◆ FRAGMENTO DE PÁGINA ◆
>>>
Las consecuencias sobre la democracia
Esto podría ser un simple lamento en torno a la estafa que es el sistema educativo, a la luz de sus resultados, tal como son exhibidos por el ciudadano. Pero el ángulo que más interesa es el de los efectos que este torrente nefasto tiene sobre el funcionamiento del régimen político.
Una definición básica de ‘democracia’ es la contenida como primera acepción en el diccionario de la RAE: “Sistema político en el cual la soberanía reside en el pueblo, que la ejerce directamente o por medio de representantes”. Quizá más simple y conocida es aquella que, hace más de siglo y medio, diera Abraham Lincoln, entonces presidente de Estados Unidos, como “El gobierno del pueblo, por el pueblo y para el pueblo”. En cualquier caso, vivir en una democracia parece equivaler a que es el pueblo quien, mediante sus decisiones, decide el rumbo del país.
<<<
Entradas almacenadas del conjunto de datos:
>>>
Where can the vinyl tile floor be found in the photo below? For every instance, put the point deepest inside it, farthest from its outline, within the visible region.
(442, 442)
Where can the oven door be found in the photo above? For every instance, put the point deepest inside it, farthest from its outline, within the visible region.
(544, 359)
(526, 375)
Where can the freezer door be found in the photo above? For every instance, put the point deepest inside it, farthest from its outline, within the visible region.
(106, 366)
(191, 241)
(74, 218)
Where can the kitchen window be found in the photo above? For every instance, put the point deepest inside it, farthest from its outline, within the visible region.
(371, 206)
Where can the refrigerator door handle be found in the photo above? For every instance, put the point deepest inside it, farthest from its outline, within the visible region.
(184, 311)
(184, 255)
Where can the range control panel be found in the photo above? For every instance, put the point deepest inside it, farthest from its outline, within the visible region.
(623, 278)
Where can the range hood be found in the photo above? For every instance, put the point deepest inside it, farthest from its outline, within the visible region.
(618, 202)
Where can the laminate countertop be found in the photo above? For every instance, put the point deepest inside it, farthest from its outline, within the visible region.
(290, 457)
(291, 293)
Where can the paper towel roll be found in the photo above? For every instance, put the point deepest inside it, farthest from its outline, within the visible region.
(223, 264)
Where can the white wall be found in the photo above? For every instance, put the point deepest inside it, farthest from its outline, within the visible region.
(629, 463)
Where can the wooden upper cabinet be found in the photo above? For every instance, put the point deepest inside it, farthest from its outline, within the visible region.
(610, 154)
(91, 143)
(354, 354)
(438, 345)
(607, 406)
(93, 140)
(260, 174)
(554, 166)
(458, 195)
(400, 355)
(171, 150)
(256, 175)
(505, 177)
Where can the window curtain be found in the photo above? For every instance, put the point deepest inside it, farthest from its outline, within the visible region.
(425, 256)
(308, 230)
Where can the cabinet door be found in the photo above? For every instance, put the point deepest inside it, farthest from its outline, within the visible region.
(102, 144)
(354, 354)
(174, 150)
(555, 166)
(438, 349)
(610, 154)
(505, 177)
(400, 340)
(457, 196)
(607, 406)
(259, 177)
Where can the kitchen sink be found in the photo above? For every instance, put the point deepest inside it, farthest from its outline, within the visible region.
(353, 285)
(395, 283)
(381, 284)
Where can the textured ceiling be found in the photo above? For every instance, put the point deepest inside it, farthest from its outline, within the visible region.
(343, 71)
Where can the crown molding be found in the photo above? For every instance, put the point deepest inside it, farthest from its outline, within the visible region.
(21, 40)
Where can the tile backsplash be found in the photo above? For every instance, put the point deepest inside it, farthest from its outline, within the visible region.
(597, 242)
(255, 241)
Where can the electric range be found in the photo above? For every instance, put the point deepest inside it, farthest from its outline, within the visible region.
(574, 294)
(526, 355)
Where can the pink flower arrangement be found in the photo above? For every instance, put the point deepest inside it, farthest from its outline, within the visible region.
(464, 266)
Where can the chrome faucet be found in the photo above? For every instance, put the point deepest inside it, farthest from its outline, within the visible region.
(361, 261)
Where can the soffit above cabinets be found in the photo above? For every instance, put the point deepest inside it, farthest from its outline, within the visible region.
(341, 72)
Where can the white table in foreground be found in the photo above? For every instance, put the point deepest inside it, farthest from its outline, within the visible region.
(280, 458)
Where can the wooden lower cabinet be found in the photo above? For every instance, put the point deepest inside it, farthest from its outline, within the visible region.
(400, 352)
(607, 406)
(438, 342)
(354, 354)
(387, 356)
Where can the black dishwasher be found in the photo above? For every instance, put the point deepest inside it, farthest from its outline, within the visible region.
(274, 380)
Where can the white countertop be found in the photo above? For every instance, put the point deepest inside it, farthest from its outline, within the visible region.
<<<
◆ TU TAREA ◆
¿Puedes transcribir literalmente el fragmento sobre la democracia, empezando por "Una definición básica" y siguiendo hasta "rumbo del país."?

◆ RESPUESTA ◆
Una definición básica de ‘democracia’ es la contenida como primera acepción en el diccionario de la RAE: “Sistema político en el cual la soberanía reside en el pueblo, que la ejerce directamente o por medio de representantes”. Quizá más simple y conocida es aquella que, hace más de siglo y medio, diera Abraham Lincoln, entonces presidente de Estados Unidos, como “El gobierno del pueblo, por el pueblo y para el pueblo”. En cualquier caso, vivir en una democracia parece equivaler a que es el pueblo quien, mediante sus decisiones, decide el rumbo del país.